§ **Goal**
Please return every one of the records below, reproducing each line unchanged.

(Entries drawn from a collection)
┄┄┄┄┄┄┄┄┄┄

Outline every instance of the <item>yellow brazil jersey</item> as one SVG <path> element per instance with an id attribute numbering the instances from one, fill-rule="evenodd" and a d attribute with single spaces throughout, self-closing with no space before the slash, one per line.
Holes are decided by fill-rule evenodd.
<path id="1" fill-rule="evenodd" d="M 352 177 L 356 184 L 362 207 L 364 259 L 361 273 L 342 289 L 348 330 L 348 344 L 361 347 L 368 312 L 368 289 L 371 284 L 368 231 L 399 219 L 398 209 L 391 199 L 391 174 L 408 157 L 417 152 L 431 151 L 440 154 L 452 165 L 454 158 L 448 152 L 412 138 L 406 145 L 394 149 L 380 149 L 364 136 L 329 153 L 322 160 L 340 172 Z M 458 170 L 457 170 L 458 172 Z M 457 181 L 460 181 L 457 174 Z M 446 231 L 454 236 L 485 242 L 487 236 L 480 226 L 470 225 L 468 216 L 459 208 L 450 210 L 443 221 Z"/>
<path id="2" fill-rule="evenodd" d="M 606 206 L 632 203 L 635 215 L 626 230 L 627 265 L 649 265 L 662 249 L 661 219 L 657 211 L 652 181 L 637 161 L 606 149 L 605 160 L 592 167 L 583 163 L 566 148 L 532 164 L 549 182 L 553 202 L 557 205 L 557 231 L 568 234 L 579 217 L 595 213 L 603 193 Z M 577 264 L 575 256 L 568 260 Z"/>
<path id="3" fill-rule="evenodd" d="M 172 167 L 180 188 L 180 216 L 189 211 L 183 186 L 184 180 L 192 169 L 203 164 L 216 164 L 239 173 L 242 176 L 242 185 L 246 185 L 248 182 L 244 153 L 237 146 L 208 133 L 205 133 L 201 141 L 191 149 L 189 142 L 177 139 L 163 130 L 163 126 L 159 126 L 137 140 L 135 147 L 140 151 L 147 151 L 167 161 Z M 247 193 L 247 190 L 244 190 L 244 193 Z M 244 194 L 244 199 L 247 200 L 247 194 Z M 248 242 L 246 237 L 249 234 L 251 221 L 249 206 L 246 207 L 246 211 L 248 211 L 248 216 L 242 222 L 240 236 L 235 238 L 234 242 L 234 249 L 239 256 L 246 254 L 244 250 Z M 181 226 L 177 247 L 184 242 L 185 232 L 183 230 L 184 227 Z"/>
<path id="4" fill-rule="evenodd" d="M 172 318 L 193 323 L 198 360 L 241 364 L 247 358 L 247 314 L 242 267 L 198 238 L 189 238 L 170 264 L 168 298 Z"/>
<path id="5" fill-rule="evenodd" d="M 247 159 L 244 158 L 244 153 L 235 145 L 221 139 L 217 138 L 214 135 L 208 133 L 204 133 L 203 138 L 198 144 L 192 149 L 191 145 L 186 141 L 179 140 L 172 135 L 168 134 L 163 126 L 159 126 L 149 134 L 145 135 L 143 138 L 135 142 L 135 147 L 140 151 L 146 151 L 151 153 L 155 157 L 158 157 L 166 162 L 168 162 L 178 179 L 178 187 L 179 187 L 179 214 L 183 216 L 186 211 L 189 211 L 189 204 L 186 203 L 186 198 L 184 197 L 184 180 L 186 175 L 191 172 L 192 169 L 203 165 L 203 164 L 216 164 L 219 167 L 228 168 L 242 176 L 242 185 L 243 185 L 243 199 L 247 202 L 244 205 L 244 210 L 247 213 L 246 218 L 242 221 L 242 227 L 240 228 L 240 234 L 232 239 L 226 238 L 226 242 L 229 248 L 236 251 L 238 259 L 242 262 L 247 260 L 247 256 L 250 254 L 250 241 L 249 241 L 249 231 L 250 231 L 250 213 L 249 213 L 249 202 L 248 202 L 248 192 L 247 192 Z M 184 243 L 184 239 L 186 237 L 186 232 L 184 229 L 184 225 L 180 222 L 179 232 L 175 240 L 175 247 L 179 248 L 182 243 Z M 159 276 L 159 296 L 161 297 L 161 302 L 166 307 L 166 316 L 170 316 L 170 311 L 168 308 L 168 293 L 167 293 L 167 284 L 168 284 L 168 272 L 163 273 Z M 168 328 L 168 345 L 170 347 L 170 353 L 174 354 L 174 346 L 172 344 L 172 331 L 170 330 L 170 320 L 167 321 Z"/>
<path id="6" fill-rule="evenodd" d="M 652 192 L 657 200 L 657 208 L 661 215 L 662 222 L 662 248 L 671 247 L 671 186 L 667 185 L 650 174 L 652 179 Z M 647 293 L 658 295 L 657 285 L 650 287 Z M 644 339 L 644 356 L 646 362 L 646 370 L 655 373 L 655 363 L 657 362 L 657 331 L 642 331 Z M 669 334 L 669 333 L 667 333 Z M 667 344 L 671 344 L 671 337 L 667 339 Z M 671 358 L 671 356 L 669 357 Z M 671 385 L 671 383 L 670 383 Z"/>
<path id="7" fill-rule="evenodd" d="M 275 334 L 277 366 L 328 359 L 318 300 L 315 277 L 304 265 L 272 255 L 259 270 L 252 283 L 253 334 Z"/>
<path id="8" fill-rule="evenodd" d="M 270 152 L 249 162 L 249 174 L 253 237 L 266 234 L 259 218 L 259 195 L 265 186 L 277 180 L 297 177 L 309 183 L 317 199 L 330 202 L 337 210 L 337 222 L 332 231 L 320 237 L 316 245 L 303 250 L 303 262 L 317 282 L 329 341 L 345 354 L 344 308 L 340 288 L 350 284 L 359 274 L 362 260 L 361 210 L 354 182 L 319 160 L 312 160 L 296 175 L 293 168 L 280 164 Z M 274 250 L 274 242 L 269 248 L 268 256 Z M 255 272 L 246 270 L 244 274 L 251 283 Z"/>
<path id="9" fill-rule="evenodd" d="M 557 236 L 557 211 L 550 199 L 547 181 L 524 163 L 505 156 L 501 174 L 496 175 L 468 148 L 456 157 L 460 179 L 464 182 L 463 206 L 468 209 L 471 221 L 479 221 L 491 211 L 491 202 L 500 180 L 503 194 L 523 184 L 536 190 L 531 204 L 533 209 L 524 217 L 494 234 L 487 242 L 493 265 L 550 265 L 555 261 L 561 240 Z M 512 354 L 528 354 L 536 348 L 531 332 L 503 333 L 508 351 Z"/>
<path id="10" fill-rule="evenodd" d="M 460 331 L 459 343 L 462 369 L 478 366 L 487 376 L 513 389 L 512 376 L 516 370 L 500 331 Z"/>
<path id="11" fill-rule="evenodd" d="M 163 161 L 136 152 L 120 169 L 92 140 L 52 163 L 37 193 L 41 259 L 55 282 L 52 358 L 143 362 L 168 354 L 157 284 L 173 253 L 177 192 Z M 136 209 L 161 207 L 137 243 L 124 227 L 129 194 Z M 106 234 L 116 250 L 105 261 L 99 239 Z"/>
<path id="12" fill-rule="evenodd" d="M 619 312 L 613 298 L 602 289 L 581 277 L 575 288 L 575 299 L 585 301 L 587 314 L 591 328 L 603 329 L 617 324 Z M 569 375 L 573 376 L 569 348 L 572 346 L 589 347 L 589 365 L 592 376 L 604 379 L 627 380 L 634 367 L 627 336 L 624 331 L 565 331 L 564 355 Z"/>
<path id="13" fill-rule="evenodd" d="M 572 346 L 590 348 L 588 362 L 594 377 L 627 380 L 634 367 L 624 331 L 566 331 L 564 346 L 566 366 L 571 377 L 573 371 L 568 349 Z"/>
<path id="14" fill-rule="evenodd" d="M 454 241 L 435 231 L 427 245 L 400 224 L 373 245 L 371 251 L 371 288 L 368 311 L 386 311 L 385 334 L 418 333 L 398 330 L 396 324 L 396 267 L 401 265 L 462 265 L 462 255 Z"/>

┄┄┄┄┄┄┄┄┄┄

§ **Result for this task**
Outline every instance of the <item>yellow brazil jersey</item> as one SVG <path> element per instance with an id attribute numbering the instances from one, fill-rule="evenodd" and a d attribute with single spaces throughout, self-closing with no space before the slash, one per line.
Holes are decided by fill-rule evenodd.
<path id="1" fill-rule="evenodd" d="M 352 177 L 356 184 L 362 207 L 364 259 L 361 273 L 342 289 L 348 330 L 348 344 L 361 347 L 368 312 L 368 289 L 371 284 L 368 231 L 399 219 L 398 209 L 391 199 L 391 174 L 408 157 L 417 152 L 431 151 L 440 154 L 452 165 L 454 158 L 448 152 L 412 138 L 406 145 L 394 149 L 380 149 L 364 136 L 329 153 L 322 160 L 340 172 Z M 458 170 L 457 170 L 458 172 Z M 457 181 L 460 181 L 457 174 Z M 446 231 L 454 236 L 485 242 L 487 236 L 480 226 L 470 225 L 468 216 L 459 208 L 450 210 L 443 221 Z"/>
<path id="2" fill-rule="evenodd" d="M 606 206 L 632 203 L 635 215 L 626 230 L 627 265 L 649 265 L 662 249 L 661 219 L 657 211 L 652 181 L 637 161 L 606 149 L 605 160 L 592 167 L 583 163 L 566 148 L 532 164 L 549 182 L 553 202 L 557 205 L 557 231 L 568 234 L 579 217 L 595 213 L 603 193 Z M 577 264 L 575 256 L 568 260 Z"/>
<path id="3" fill-rule="evenodd" d="M 172 167 L 180 188 L 180 216 L 189 211 L 183 186 L 184 180 L 192 169 L 203 164 L 216 164 L 239 173 L 242 176 L 242 185 L 246 185 L 248 182 L 244 153 L 237 146 L 208 133 L 205 133 L 201 141 L 191 149 L 189 142 L 177 139 L 163 130 L 163 126 L 159 126 L 137 140 L 135 147 L 140 151 L 147 151 L 167 161 Z M 247 193 L 247 190 L 244 190 L 244 193 Z M 244 194 L 244 199 L 247 200 L 247 194 Z M 248 242 L 246 237 L 249 234 L 251 221 L 249 206 L 246 207 L 246 211 L 248 211 L 248 216 L 242 222 L 240 236 L 235 238 L 234 242 L 234 249 L 239 256 L 246 254 L 244 250 Z M 181 226 L 177 247 L 184 242 L 185 232 L 183 230 L 184 227 Z"/>
<path id="4" fill-rule="evenodd" d="M 172 318 L 193 323 L 198 360 L 241 364 L 247 358 L 247 314 L 242 267 L 198 238 L 189 238 L 170 264 L 168 298 Z"/>
<path id="5" fill-rule="evenodd" d="M 247 159 L 244 158 L 244 153 L 235 145 L 221 139 L 217 138 L 214 135 L 208 133 L 204 133 L 203 138 L 198 144 L 192 149 L 191 145 L 186 141 L 179 140 L 172 135 L 168 134 L 163 126 L 159 126 L 149 134 L 145 135 L 143 138 L 135 142 L 135 147 L 140 151 L 146 151 L 151 153 L 155 157 L 158 157 L 166 162 L 168 162 L 178 179 L 178 187 L 179 187 L 179 214 L 183 216 L 186 211 L 189 211 L 189 204 L 186 203 L 186 198 L 184 197 L 184 180 L 186 175 L 191 172 L 192 169 L 203 165 L 203 164 L 216 164 L 219 167 L 228 168 L 242 176 L 242 185 L 243 185 L 243 199 L 247 202 L 244 205 L 244 210 L 247 213 L 246 218 L 242 221 L 242 227 L 240 228 L 240 234 L 232 239 L 226 238 L 226 242 L 229 248 L 236 251 L 238 259 L 242 262 L 247 260 L 247 256 L 250 254 L 250 241 L 249 241 L 249 231 L 250 231 L 250 213 L 249 213 L 249 202 L 248 202 L 248 192 L 247 192 Z M 184 243 L 184 239 L 186 237 L 186 232 L 184 229 L 184 225 L 180 222 L 179 232 L 175 240 L 175 247 L 179 248 L 182 243 Z M 159 276 L 159 296 L 161 297 L 161 302 L 166 307 L 166 316 L 170 316 L 170 311 L 168 308 L 168 293 L 167 293 L 167 284 L 168 284 L 168 272 L 163 273 Z M 168 328 L 168 345 L 170 347 L 170 353 L 174 354 L 174 346 L 172 344 L 172 331 L 170 330 L 170 320 L 167 321 Z"/>
<path id="6" fill-rule="evenodd" d="M 652 192 L 657 200 L 657 208 L 661 215 L 662 222 L 662 248 L 671 247 L 671 186 L 667 185 L 650 174 L 652 179 Z M 647 293 L 658 295 L 657 285 L 650 287 Z M 644 339 L 644 356 L 646 362 L 646 370 L 655 373 L 655 363 L 657 362 L 657 331 L 642 331 Z M 669 334 L 669 333 L 667 333 Z M 667 344 L 671 344 L 671 337 L 667 339 Z M 671 358 L 671 356 L 669 357 Z M 671 385 L 671 383 L 670 383 Z"/>
<path id="7" fill-rule="evenodd" d="M 275 334 L 277 366 L 328 359 L 318 300 L 315 277 L 304 265 L 272 255 L 259 270 L 252 283 L 253 334 Z"/>
<path id="8" fill-rule="evenodd" d="M 270 152 L 249 162 L 249 174 L 253 237 L 266 234 L 259 218 L 259 195 L 265 186 L 277 180 L 297 177 L 309 183 L 317 199 L 330 202 L 337 210 L 337 222 L 332 231 L 320 237 L 316 245 L 303 250 L 303 262 L 317 282 L 329 341 L 345 354 L 344 308 L 340 288 L 350 284 L 359 274 L 362 260 L 361 210 L 354 182 L 319 160 L 312 160 L 296 175 L 293 168 L 280 164 Z M 274 250 L 274 242 L 269 248 L 268 256 Z M 255 272 L 246 270 L 244 274 L 251 283 Z"/>
<path id="9" fill-rule="evenodd" d="M 557 236 L 557 211 L 550 199 L 547 181 L 524 163 L 505 156 L 501 174 L 496 175 L 468 148 L 456 157 L 460 179 L 464 182 L 463 206 L 468 209 L 471 221 L 479 221 L 491 211 L 491 202 L 500 180 L 503 194 L 523 184 L 536 190 L 531 204 L 533 209 L 524 217 L 494 234 L 487 242 L 493 265 L 550 265 L 555 261 L 561 240 Z M 512 354 L 528 354 L 536 348 L 531 332 L 503 333 L 508 351 Z"/>
<path id="10" fill-rule="evenodd" d="M 460 331 L 459 343 L 462 369 L 478 366 L 487 376 L 513 389 L 512 376 L 516 370 L 500 331 Z"/>
<path id="11" fill-rule="evenodd" d="M 163 161 L 136 152 L 120 169 L 92 140 L 52 163 L 37 193 L 41 259 L 55 282 L 52 358 L 143 362 L 168 354 L 157 284 L 173 253 L 177 192 Z M 136 209 L 161 207 L 137 243 L 124 227 L 129 194 Z M 106 234 L 116 250 L 105 261 L 99 239 Z"/>
<path id="12" fill-rule="evenodd" d="M 619 312 L 613 298 L 602 289 L 581 277 L 575 288 L 575 299 L 585 301 L 587 314 L 591 328 L 603 329 L 617 324 Z M 569 375 L 573 376 L 569 348 L 572 346 L 589 347 L 589 365 L 592 376 L 604 379 L 627 380 L 634 367 L 627 336 L 624 331 L 565 331 L 564 355 Z"/>
<path id="13" fill-rule="evenodd" d="M 572 346 L 590 348 L 588 362 L 594 377 L 627 380 L 634 367 L 624 331 L 566 331 L 564 346 L 566 366 L 571 377 L 573 371 L 568 349 Z"/>
<path id="14" fill-rule="evenodd" d="M 454 241 L 435 231 L 427 245 L 400 224 L 373 245 L 371 251 L 371 288 L 368 311 L 386 311 L 385 334 L 418 333 L 398 330 L 396 324 L 396 267 L 401 265 L 462 265 L 462 255 Z"/>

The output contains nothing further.